Kutipan
--------------------
SK pengangkatan Ahok sebagai Komisaris Utama diserahkan pada Ahok, Senin (25/11/2019) lalu di kantor Kementerian BUMN.
Dipercaya menjabat sebagai Komisaris Utama Pertamina, Ahok diberi tugas dan target.
Bukan untuk memberantas mafia migas, tugas prioritas untuk Ahok yakni untuk mengurangi impor minyak dan gas (Migas).
Hal itu ditegaskan oleh Menteri BUMN Erick Thohir saat mengumumkan nama Ahok sebagai Komisasris Utama Pertamina pada Jumat (22/11/2019) lalu.
"Kenapa pak Basuki di Pertamina apalagi didampingi Pak Wamen (Wakil Menteri BUMN Budi Gunadi Sadikin) juga bagaimana target-target Pertamina, bagaimana mengurangi impor Migas harus tercapai. Bukan berarti anti impor tapi mengurangi," ujar Erick.
Hal itu juga diperkuat oleh pernyataan Staf Khusus Menteri BUMN Arya Sinulingga.
"Intinya adalah mengurangi impor minyak," ujarnya dilansir melalui YouTube Kompas TV, Senin (25/11/2019).
--------------------
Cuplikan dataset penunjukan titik
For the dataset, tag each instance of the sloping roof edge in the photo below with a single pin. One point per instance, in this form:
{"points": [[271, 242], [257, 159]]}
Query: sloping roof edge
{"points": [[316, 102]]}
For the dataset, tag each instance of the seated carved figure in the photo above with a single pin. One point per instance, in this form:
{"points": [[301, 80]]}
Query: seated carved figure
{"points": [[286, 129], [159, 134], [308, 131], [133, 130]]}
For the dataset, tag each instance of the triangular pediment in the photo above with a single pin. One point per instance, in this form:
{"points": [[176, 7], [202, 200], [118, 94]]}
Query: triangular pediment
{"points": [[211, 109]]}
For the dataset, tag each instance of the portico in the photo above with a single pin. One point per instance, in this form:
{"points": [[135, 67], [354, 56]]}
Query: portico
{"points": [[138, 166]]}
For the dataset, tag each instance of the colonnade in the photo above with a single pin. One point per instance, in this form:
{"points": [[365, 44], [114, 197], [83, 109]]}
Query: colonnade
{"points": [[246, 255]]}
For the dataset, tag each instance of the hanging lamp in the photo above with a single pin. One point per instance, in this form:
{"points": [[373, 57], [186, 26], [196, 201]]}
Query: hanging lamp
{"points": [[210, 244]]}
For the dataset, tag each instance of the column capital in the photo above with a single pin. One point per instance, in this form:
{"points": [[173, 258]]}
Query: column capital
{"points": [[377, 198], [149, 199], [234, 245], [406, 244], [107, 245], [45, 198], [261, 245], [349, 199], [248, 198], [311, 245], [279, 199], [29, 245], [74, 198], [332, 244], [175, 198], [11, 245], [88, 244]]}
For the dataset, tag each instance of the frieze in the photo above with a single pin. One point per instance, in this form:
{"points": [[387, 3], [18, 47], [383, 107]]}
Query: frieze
--------------------
Tugas yang Dikerjakan
A) Tolong tuliskan kembali dengan persis bagian kutipan tentang tugas Ahok di Pertamina, dimulai dari kata-kata "SK pengangkatan Ahok" dan berhenti setelah kata-kata "TV, Senin (25/11/2019).".
B) Kalikan setiap angka koordinat pada jawaban dalam catatan dengan 0,8, lalu bulatkan ke bilangan bulat terdekat (nilai ,5 dibulatkan ke atas). Tulis ulang secara utuh hanya baris-baris catatan yang dimulai dari baris yang memuat "For the dataset, tag each instance of the triangular" hingga akhir catatan, dengan angka di luar jawaban dibiarkan apa adanya.
Kutipan dan catatan ini merupakan dua bahan yang terpisah.

Daftar Jawaban
A)
SK pengangkatan Ahok sebagai Komisaris Utama diserahkan pada Ahok, Senin (25/11/2019) lalu di kantor Kementerian BUMN.
Dipercaya menjabat sebagai Komisaris Utama Pertamina, Ahok diberi tugas dan target.
Bukan untuk memberantas mafia migas, tugas prioritas untuk Ahok yakni untuk mengurangi impor minyak dan gas (Migas).
Hal itu ditegaskan oleh Menteri BUMN Erick Thohir saat mengumumkan nama Ahok sebagai Komisasris Utama Pertamina pada Jumat (22/11/2019) lalu.
"Kenapa pak Basuki di Pertamina apalagi didampingi Pak Wamen (Wakil Menteri BUMN Budi Gunadi Sadikin) juga bagaimana target-target Pertamina, bagaimana mengurangi impor Migas harus tercapai. Bukan berarti anti impor tapi mengurangi," ujar Erick.
Hal itu juga diperkuat oleh pernyataan Staf Khusus Menteri BUMN Arya Sinulingga.
"Intinya adalah mengurangi impor minyak," ujarnya dilansir melalui YouTube Kompas TV, Senin (25/11/2019).

B)
For the dataset, tag each instance of the triangular pediment in the photo above with a single pin. One point per instance, in this form:
{"points": [[176, 7], [202, 200], [118, 94]]}
Query: triangular pediment
{"points": [[169, 87]]}
For the dataset, tag each instance of the portico in the photo above with a single pin. One point per instance, in this form:
{"points": [[135, 67], [354, 56]]}
Query: portico
{"points": [[110, 133]]}
For the dataset, tag each instance of the colonnade in the photo above with a single pin. One point per instance, in this form:
{"points": [[365, 44], [114, 197], [83, 109]]}
Query: colonnade
{"points": [[197, 204]]}
For the dataset, tag each instance of the hanging lamp in the photo above with a single pin. One point per instance, in this form:
{"points": [[373, 57], [186, 26], [196, 201]]}
Query: hanging lamp
{"points": [[168, 195]]}
For the dataset, tag each instance of the column capital in the photo above with a single pin. One point per instance, in this form:
{"points": [[173, 258]]}
Query: column capital
{"points": [[302, 158], [119, 159], [187, 196], [325, 195], [86, 196], [36, 158], [209, 196], [279, 159], [198, 158], [249, 196], [223, 159], [23, 196], [59, 158], [266, 195], [140, 158], [9, 196], [70, 195]]}
For the dataset, tag each instance of the frieze in the photo above with a single pin. One point per instance, in this form:
{"points": [[387, 3], [18, 47], [383, 107]]}
Query: frieze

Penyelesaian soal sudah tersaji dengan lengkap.